▸ **Given request 1**
Rewrite everything from the line containing "Where can the man's eye" down to the last of the rows, requests included, and offset every x and y coordinate in the answers by adding 7.

▸ **Article**
┌──
Trotsky decided that his presence in Brest-Litovsk had become essential and he joined the talks on 27 December 1917. Smartly attired as usual, he stepped off the train with a bright scarf tucked into a dark fur coat; his shoes were polished as if for an evening ball. He was a virtuoso performer. He spoke in his fluent German whenever he wanted to get his meaning across quickly to the military monoglots. He picked holes in the draft documents produced by the Germans. Why on earth could the translators not see the difference between words like ‘nation’, ‘people’ and ‘state’?
8
Over the table from him sat men who had acted haughtily towards Ioffe. Trotsky presented them with a different personality. He appeared indifferent to their threats; and although he was invariably polite he left more than a suspicion that he was treating them condescendingly. They had assumed that he would be embarrassed by the inclusion of the Ukrainian delegates who turned up on the same day as him. Not a bit of it. He accepted their participation, mentioning only that he expected that the territorial allegiance of the Black Sea region would be decided by a plebiscite of its residents.
9
Trotsky gave an actor’s display of calm confidence. It was hard to believe that he spoke for a state that was utterly incapable of repelling any German invasion.
└──
▸ **Given request 2**
Proceed with the passage on Trotsky at the Brest-Litovsk talks, picking up after its final sentence.

▸ **Record excerpts**
┌──
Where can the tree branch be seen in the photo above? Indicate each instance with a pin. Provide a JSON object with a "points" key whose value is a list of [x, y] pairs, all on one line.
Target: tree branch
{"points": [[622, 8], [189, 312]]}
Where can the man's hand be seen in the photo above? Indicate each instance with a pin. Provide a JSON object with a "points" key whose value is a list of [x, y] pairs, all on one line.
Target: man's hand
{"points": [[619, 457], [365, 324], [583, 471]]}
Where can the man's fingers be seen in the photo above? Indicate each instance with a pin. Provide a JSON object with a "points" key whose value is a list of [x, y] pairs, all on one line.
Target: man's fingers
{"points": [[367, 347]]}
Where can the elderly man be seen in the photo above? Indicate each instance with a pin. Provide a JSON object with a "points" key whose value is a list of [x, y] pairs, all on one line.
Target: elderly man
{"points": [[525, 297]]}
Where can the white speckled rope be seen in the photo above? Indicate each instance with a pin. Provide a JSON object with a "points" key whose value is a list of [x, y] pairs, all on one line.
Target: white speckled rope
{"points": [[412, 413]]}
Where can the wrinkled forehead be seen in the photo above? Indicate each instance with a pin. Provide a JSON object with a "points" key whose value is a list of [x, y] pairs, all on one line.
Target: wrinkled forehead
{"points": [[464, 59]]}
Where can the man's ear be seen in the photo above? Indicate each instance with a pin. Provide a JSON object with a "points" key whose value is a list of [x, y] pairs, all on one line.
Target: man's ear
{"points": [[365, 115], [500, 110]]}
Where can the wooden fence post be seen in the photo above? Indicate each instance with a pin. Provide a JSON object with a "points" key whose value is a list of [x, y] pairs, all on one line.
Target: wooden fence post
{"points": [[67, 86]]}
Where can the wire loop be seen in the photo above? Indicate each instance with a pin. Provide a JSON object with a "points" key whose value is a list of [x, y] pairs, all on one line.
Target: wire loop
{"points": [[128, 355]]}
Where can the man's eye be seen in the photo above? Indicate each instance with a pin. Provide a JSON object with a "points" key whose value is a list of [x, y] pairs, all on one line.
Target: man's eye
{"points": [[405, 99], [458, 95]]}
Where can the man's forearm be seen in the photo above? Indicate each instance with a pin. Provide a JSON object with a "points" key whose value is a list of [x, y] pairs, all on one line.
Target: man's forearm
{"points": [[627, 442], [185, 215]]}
└──
▸ **Task output 1**
Where can the man's eye be seen in the photo above? Indicate each instance with a pin. Provide a JSON object with a "points" key whose value is a list of [x, y] pairs, all on one line.
Target: man's eye
{"points": [[412, 106], [465, 102]]}
Where can the man's forearm be seen in the photo above? Indicate each instance with a pin. Provide a JSON object with a "points" key whose value is a list of [x, y] pairs, all on one line.
Target: man's forearm
{"points": [[634, 449], [192, 222]]}

▸ **Task output 2**
His stay in Brest-Litovsk coincided with Lenin’s decision to leave Petrograd for a few days’ holiday in Finland, which provoked the sardonic comment from Jacques Sadoul: ‘And so here we are without a dictator.’
10
As soon as Georgi Chicherin arrived from England he deputized for Trotsky at the People’s Commissariat, so that Soviet foreign affairs were entrusted to steadier hands than Zalkind could supply.

Yevgenia Shelepina became Trotsky’s ‘courier extraordinary’. She had grown bored when Trotsky left, and asked Lenin and Stalin for a job that would bring some excitement. Shelepina was depressed by what she saw in Brest-Litovsk:

The town was a dead town. All the houses were broken in some way or other, some with their roofs blown off, others with their walls blown in. Nothing had been done to mend the houses, but the streets had been tidied up, so that there was an oppressive orderliness even in the disorder of the broken town. There were only two or three little shops open, selling necessary things, tobacco and thread, and such things, and then there was a bookstore, over which, of course, Radek spent more time than over all the rest. When he was buying cigarettes, I told him to buy some for me. He told me the permission given him by the Commandant did not allow him to buy any more.
11
 

The signs of distress near the front line surprised her. Time and again she caught sight of ill-kempt Russian POWs being marched around by their captors. Shelepina felt like pulling a gun on the Germans – having run out of cigarettes, she was agitated by the absence of nicotine in her bloodstream. Radek, by contrast, was never without a well-stocked tobacco pouch and called out to the same POWs: he never missed a chance to spread the message of revolutionary socialism.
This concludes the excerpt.